- [Source material]:
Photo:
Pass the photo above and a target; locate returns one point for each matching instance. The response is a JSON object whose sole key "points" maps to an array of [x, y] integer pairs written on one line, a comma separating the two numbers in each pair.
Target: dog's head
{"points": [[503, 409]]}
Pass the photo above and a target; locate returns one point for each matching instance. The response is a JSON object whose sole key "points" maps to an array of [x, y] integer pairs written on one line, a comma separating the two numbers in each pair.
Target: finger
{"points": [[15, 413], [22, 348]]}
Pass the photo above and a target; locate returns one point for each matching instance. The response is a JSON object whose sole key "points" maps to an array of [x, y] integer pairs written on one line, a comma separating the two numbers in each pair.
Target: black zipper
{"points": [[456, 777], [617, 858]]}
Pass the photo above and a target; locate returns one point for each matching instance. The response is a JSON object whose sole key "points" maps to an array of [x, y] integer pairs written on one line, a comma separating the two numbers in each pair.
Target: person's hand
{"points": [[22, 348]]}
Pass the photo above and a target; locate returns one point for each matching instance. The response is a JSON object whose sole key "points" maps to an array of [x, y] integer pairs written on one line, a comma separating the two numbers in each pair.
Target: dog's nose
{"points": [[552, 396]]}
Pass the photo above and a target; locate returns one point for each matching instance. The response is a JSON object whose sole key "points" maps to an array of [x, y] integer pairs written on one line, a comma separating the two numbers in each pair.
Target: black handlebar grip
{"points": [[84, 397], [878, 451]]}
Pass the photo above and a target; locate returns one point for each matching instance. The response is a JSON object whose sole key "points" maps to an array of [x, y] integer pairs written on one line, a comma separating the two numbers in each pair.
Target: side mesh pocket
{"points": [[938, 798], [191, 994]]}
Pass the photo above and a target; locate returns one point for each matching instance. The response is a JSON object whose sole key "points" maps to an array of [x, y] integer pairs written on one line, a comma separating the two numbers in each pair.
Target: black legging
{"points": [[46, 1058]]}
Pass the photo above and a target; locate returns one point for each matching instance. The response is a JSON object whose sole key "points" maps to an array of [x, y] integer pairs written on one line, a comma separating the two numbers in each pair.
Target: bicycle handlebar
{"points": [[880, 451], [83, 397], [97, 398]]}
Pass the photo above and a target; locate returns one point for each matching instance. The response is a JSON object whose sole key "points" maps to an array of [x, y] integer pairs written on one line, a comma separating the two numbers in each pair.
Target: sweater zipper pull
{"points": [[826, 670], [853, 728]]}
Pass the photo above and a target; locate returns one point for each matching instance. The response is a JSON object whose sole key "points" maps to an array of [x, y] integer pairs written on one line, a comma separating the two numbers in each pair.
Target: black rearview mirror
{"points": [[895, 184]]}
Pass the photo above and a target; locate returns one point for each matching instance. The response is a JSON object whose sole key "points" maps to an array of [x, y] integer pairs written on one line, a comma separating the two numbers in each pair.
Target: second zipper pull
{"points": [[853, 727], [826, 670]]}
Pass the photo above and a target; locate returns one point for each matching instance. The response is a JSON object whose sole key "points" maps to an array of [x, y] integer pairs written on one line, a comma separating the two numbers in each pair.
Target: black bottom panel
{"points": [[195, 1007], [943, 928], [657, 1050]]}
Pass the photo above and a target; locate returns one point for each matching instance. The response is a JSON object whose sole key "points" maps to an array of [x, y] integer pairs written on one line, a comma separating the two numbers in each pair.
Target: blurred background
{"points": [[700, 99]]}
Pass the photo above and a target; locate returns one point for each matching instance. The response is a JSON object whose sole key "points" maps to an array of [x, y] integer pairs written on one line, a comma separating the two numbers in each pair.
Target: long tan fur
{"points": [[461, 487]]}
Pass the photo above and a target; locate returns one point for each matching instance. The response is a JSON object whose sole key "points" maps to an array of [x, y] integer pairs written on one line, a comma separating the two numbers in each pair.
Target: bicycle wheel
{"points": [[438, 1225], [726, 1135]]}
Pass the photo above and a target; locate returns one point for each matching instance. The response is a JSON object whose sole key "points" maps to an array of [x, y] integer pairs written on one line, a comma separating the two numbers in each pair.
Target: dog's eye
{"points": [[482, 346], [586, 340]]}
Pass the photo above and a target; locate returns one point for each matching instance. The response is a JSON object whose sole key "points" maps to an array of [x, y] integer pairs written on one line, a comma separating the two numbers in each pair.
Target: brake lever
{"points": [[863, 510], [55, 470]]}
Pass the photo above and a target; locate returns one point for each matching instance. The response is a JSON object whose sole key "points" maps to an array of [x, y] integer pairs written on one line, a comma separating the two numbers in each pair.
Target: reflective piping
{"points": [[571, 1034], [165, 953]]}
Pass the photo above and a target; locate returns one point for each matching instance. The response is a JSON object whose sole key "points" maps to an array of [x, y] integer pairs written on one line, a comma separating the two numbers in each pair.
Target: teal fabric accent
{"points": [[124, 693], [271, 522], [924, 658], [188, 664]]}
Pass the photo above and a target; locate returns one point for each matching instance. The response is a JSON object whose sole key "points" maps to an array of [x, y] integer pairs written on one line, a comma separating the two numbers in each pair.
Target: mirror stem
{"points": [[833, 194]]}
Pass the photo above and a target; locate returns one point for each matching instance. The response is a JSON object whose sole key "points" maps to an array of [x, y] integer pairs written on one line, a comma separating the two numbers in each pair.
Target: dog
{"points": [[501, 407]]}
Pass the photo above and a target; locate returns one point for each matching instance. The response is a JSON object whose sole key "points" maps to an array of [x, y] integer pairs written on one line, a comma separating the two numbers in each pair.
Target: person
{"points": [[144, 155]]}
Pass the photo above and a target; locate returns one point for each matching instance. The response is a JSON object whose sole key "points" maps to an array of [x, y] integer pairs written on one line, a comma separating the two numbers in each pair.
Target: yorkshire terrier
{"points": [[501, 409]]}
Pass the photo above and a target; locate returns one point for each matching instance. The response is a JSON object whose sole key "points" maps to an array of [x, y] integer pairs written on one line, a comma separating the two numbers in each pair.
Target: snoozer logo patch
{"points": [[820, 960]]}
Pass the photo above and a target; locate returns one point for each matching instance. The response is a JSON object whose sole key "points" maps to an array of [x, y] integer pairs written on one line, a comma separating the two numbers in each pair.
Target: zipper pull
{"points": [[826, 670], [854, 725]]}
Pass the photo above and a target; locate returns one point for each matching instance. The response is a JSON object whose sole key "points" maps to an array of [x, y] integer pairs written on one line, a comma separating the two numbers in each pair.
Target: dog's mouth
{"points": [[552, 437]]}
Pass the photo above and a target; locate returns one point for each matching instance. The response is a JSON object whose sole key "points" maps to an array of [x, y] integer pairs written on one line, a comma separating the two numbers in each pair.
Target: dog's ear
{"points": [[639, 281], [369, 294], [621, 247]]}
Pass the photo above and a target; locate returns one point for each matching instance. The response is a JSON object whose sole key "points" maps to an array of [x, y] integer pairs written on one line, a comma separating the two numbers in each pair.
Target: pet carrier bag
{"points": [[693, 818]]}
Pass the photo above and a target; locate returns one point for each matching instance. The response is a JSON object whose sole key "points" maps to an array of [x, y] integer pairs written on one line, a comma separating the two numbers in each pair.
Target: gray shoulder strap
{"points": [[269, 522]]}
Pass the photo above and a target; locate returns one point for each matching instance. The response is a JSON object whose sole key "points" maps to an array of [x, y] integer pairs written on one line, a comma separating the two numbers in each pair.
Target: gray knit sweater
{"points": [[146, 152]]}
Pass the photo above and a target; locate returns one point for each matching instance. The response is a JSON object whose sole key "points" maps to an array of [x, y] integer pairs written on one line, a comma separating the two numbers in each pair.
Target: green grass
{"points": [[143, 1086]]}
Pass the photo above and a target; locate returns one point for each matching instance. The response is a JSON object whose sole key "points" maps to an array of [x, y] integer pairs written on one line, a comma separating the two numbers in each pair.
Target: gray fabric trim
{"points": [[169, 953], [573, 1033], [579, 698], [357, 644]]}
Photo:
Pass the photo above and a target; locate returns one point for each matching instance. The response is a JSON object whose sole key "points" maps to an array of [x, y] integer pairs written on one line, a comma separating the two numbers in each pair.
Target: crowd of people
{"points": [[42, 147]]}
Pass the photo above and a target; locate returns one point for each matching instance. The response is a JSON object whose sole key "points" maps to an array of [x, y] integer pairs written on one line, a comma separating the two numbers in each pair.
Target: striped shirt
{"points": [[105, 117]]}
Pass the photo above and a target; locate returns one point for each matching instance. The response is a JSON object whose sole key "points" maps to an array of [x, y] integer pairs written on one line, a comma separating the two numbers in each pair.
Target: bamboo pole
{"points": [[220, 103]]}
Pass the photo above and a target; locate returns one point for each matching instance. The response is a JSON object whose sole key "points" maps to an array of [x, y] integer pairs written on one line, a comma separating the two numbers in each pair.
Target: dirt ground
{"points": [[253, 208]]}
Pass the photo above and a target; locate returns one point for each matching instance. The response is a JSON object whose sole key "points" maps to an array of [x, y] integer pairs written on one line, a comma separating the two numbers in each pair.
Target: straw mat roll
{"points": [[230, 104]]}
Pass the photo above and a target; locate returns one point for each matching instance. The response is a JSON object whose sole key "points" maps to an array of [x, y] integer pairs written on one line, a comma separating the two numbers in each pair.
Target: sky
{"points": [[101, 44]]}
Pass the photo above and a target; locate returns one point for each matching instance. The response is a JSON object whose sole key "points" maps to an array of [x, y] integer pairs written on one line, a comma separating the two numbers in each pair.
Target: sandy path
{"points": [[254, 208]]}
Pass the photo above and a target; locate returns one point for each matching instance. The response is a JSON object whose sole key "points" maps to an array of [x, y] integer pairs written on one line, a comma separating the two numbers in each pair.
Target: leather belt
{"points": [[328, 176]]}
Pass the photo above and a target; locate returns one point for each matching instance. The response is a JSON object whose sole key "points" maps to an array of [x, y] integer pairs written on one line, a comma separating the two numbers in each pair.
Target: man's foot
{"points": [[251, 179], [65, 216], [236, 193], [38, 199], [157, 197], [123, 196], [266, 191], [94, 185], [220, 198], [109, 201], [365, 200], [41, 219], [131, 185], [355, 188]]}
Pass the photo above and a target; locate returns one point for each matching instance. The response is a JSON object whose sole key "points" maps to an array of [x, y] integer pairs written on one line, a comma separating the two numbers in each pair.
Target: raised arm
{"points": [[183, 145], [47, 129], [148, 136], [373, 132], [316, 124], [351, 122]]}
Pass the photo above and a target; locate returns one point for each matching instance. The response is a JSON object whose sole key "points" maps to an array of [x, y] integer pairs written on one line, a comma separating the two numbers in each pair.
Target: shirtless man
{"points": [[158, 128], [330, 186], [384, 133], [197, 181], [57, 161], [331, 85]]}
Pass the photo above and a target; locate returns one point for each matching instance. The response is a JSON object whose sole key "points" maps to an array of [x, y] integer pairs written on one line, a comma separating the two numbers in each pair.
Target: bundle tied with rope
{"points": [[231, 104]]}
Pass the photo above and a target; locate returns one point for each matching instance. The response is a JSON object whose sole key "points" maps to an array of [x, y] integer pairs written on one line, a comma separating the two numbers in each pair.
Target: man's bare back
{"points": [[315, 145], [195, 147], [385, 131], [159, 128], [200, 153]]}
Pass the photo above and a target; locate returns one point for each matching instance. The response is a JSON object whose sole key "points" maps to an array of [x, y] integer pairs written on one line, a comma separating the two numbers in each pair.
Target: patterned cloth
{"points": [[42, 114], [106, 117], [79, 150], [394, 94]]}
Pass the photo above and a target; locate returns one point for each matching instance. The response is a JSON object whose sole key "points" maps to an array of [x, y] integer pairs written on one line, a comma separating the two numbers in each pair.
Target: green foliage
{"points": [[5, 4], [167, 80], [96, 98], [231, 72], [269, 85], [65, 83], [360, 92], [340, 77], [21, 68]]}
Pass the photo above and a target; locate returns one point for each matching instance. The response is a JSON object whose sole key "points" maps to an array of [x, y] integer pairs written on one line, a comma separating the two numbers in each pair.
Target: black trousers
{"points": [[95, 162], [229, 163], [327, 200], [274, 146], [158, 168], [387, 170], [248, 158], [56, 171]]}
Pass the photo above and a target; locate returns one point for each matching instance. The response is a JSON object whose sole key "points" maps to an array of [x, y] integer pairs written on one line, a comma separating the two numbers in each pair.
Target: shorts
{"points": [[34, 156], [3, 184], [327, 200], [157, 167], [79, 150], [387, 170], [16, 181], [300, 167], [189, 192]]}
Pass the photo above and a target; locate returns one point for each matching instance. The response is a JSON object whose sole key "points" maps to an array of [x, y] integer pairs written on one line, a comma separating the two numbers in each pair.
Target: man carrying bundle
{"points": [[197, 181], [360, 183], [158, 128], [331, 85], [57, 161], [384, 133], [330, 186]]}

- [Aim of the task]: Retype, without any change, the lines from the one containing "Target: black trousers" through the final line of the material above, and no others.

- [Exercise result]:
Target: black trousers
{"points": [[95, 162], [229, 163], [327, 200], [274, 146], [158, 168], [387, 170], [248, 158], [56, 171]]}
Pass the photo above and a target; locate returns one point for each matching instance. The response is a JSON object whose sole key "points" maps to an array of [x, y] integer pairs written on one line, a comma separating the two numbers in each pair.
Target: shorts
{"points": [[34, 156], [3, 184], [327, 200], [157, 167], [79, 150], [387, 170], [16, 181], [300, 167], [189, 192]]}
Pass the photo above and a target; locate returns one point for each matching instance. The response is a JSON object whose sole key "points" maps to an array of [x, y] integer pairs written on one line, a comma separating the two numbers in each pair.
Target: man carrying bundle
{"points": [[197, 181], [360, 183], [158, 128], [331, 85], [57, 161], [384, 133], [330, 186]]}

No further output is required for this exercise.